Text passage >>
══════

Grantchester airs Sundays at 8:00 pm and is available to stream. Recap the previous episode and other seasons.
Geordie is living at the vicarage, trying to grow Cathy’s favorite flowers for her in an attempt to win her forgiveness after she has kicked him out. Since he lives with Will, he goes with him to a jazz club one night but leaves to go work when Will begins dancing sensually with a woman there. She runs home early, leaving Will smitten with a kiss but without a name or number.
That means Will is up and aware enough the next day to help Geordie entertain his children on his day with them. The Fitzgerald estate has opened its pool to local children, so Geordie and Will take the kids there.
Adele Fitzgerald is soon to be married; her sister Maude is less sunny and spends the day keeping children away from her gardens. Soon she is calling for help: a man is dead in her shed.
He appears to be homeless, and seems to have fallen into a brick wall that collapsed around him. Geordie’s new boss arrives and assigns Larry to the case, dismissing Geordie since it’s his day off.
But Geordie is suspicious, even after the cause of death is ascertained as a heart attack. It turns out that the man is Edmund Fitzgerald, Maude and Adele’s brother, who has been wasting the family fortune abroad ever since the war—the Fitzgerald money goes only to men, who have also typically had weak hearts. Miss Scott helps Geordie look into the case by asking a friend at the post office to pull any recent telegrams from Edmund.

══════

(Dataset rows on where objects are found)
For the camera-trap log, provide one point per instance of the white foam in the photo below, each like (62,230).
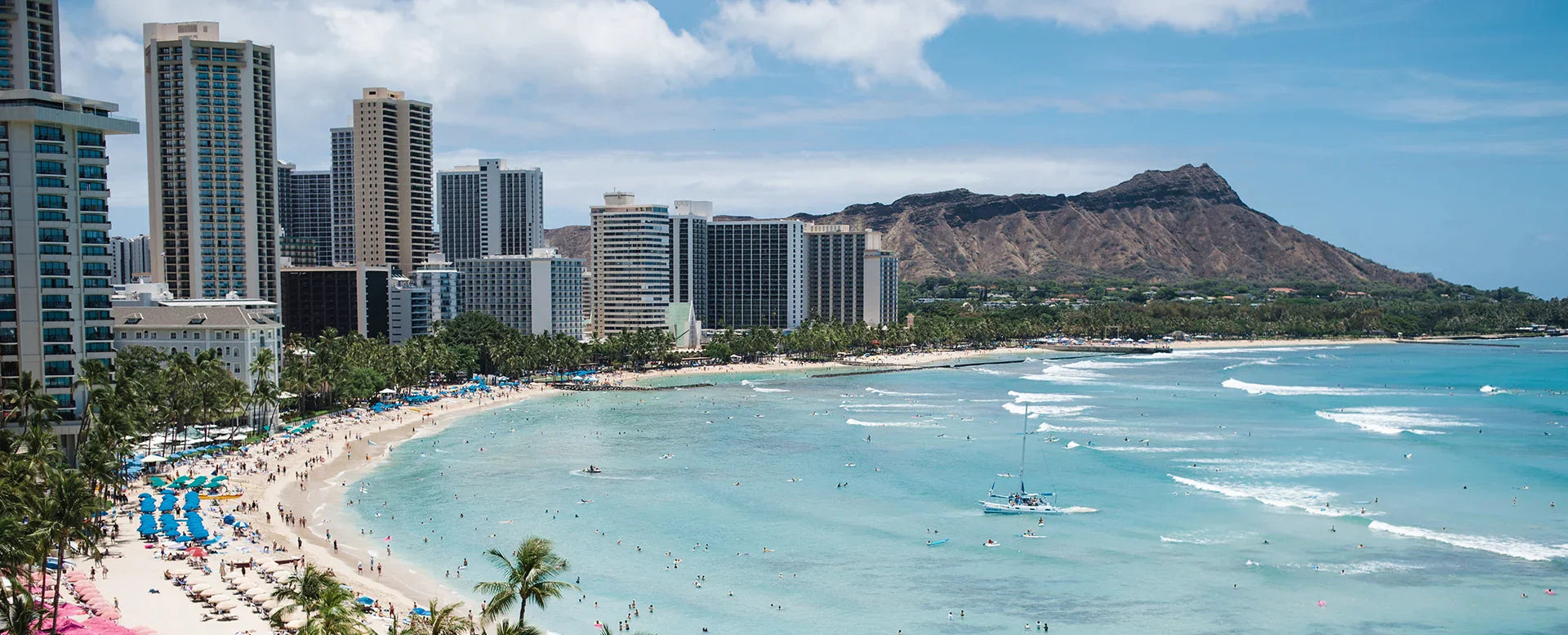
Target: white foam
(1267,389)
(906,394)
(1371,566)
(1283,496)
(1392,421)
(893,423)
(883,406)
(1043,397)
(1271,361)
(1067,375)
(1512,548)
(1046,411)
(1156,449)
(1256,467)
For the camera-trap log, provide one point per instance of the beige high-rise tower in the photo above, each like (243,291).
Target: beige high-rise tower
(392,181)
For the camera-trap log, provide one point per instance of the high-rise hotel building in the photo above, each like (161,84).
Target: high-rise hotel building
(491,211)
(305,209)
(30,51)
(629,259)
(212,168)
(756,273)
(56,259)
(394,206)
(849,276)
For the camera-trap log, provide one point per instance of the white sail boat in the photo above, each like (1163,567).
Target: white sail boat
(1022,500)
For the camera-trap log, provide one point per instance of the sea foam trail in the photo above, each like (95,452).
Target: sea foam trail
(906,394)
(1043,397)
(1046,411)
(1392,421)
(882,406)
(1512,548)
(1065,375)
(891,423)
(1267,389)
(1305,499)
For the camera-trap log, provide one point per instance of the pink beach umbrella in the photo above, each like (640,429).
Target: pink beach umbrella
(100,626)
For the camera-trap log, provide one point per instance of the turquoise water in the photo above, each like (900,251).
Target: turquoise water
(1239,513)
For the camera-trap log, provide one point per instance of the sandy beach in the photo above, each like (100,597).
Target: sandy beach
(294,498)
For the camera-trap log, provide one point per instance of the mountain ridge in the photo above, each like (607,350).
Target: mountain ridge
(1157,226)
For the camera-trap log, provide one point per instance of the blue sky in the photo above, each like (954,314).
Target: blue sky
(1426,135)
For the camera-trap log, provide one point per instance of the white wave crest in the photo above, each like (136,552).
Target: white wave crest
(1155,449)
(906,394)
(1512,548)
(882,406)
(891,423)
(1065,375)
(1271,361)
(1043,397)
(1305,499)
(1267,389)
(1392,421)
(1258,467)
(1046,411)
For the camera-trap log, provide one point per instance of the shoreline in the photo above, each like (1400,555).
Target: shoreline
(347,447)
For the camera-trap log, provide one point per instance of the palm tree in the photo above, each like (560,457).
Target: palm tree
(65,521)
(328,607)
(444,619)
(529,577)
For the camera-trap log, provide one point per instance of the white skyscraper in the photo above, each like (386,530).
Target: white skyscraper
(56,259)
(212,177)
(491,211)
(629,261)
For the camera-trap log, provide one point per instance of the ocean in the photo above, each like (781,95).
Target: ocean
(1288,490)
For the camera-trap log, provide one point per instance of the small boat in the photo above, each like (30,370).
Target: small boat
(1022,500)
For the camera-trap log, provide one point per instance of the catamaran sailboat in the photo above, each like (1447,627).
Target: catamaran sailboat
(1022,500)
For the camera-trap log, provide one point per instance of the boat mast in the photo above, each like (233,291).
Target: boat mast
(1022,454)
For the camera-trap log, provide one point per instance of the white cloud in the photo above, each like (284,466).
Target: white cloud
(1179,15)
(780,184)
(875,39)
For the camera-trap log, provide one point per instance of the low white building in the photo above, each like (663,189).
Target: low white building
(237,333)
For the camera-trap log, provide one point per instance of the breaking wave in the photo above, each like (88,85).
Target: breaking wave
(1512,548)
(1281,496)
(1392,421)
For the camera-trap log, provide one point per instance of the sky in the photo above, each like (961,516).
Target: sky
(1426,135)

══════

Requirements >>
• 1. Show each line of the rows above that contains the string "crest", treating uppercase and lowercase as different.
• 2. Write the next part of the Grantchester episode recap, picking up after its final sentence.

Answers to each task >>
• 1.
For the camera-trap log, provide one point per instance of the white wave crest in the photo above, each like (136,552).
Target: white wave crest

• 2.
This is all behind Geordie’s boss’s back. Several vagrants have been killed recently, but the boss doesn’t want Geordie reopening those cases. Instead, he assigns him paperwork. He doesn’t want Geordie ruining Larry with his old-fashioned habits.
Edmund had planned to return for the wedding: he wired his sisters back in January and asked for money for airfare, but they didn’t have the funds. Their estate is disintegrating since he squandered their fortune.
The Fitzgerald money will now go to Adele’s fiancé, Howard: he’s a fifth cousin. Mrs. C suggests that Geordie and Will look into Irene Gibbons if they think there was foul play around Edmund’s death: she was let down in a relationship by Edmund. A love letter found in his pocket upon his death was from Irene, dated years ago.
Irene explains that she and Edmund were as good as engaged until he went off to the war. She wrote all the time, but he never responded until the war ended, and then he cut off their relationship, disappearing from England.
Edmund was seen crossing the field between the Gibbons home and Fitzgerald estate before his death, so Geordie and Will search it—and find his backpack. Inside, there’s a first class train ticket bought in Mayfair, which is where Adele’s fiancé Howard lives.
Geordie and Will have to discuss the case surreptitiously, given Geordie’s boss’s disapproval of meddling, so they meet at Leonard’s soon-to-be-opened beat poet café, which he is running with help from an investment from Jack. Mrs. C has imposed her own decorations over Leonard’s vision, and she gets upset when he disagrees with her.
Miss Scott has found more information about the Fitzgeralds’ telegrams. Edmund had also telegrammed Irene Gibbons, telling her he still had the ring if she was interested, and she responded yes. He never replied. Irene also tells Will and Geordie that she never sent the letter he had from her. She kept it in her jewelry box, which he had made for her. Inside the jewelry box there is now a ring for her.
Geordie figures it out: Edmund came to her house and climbed through the window as he did when they were young, but she wasn’t there so he left the ring in the jewelry box—and found and took the letter. He was interrupted by the return of Irene’s father. Irene then came home and saw her father struggling with someone, whom her father said was a homeless man and sent away—she couldn’t see Edmund well enough to recognize him.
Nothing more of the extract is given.